Your task is to output the data exactly as it stands.

^^^^

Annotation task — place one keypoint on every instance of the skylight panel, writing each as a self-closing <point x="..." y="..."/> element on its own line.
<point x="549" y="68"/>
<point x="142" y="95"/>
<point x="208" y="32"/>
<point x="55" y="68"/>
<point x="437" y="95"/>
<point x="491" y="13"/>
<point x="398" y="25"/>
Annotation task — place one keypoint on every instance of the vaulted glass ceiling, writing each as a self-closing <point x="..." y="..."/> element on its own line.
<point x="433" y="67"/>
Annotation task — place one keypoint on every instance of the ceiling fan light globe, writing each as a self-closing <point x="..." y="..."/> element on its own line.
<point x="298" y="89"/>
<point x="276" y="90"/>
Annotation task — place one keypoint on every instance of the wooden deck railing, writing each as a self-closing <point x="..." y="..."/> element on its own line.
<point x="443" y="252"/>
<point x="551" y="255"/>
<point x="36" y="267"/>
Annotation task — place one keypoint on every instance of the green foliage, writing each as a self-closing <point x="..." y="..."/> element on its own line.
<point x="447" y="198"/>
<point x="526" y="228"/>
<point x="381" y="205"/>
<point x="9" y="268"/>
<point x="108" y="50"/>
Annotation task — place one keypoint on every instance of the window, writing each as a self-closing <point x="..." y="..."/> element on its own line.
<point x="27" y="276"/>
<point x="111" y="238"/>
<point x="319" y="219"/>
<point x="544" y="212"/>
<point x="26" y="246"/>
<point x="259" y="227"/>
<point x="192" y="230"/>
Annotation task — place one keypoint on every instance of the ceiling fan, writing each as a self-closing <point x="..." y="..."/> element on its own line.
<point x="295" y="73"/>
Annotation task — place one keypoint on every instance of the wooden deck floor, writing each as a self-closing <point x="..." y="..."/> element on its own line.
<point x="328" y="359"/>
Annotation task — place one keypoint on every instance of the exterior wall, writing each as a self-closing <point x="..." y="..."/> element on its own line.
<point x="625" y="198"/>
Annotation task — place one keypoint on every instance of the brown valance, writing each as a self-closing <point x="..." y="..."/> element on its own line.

^^^^

→ **Reply**:
Annotation task — place one keypoint on every instance of the skylight panel, writing each as a self-closing <point x="..." y="..."/> element on its own line.
<point x="549" y="68"/>
<point x="142" y="95"/>
<point x="208" y="32"/>
<point x="55" y="68"/>
<point x="437" y="95"/>
<point x="491" y="13"/>
<point x="398" y="25"/>
Annotation task — place one keypoint on every instance of the vaulted glass ceiling, writing each as a self-closing <point x="..." y="..."/> element on its own line.
<point x="433" y="67"/>
Annotation task — place one keypoint on every instance of the ceiling fan light globe, writing each as a self-closing <point x="..." y="..."/> element on its own line.
<point x="298" y="89"/>
<point x="276" y="90"/>
Annotation task — place one keypoint on every instance of the wooden deck railing, writing each as a self-closing <point x="..." y="..."/> element on its own line.
<point x="443" y="252"/>
<point x="551" y="255"/>
<point x="36" y="267"/>
Annotation task — place one keypoint on every instance of the green foliage, writing each as a self-closing <point x="..." y="..."/> element on its own line.
<point x="447" y="198"/>
<point x="526" y="228"/>
<point x="381" y="205"/>
<point x="9" y="268"/>
<point x="108" y="50"/>
Annotation task — place one keypoint on every instance of the window, writing each as a self-closing <point x="..." y="..."/> element on its own line.
<point x="27" y="276"/>
<point x="111" y="238"/>
<point x="319" y="219"/>
<point x="544" y="212"/>
<point x="26" y="246"/>
<point x="259" y="227"/>
<point x="192" y="230"/>
Annotation task — place one keypoint on every instance of the ceiling fan, writing each as a self-closing <point x="..." y="..."/> element on its own line.
<point x="295" y="73"/>
Annotation task — place one keypoint on every instance of the wooden deck floor, writing each as a self-closing <point x="..." y="..."/> element on its own line.
<point x="328" y="359"/>
Annotation task — place one keypoint on every instance of the exterior wall, writing each as a self-closing <point x="..." y="..."/> element on its own line.
<point x="625" y="198"/>
Annotation task — place one keypoint on every instance of the brown valance, writing each as a self-closing <point x="..." y="..."/> element on its own line.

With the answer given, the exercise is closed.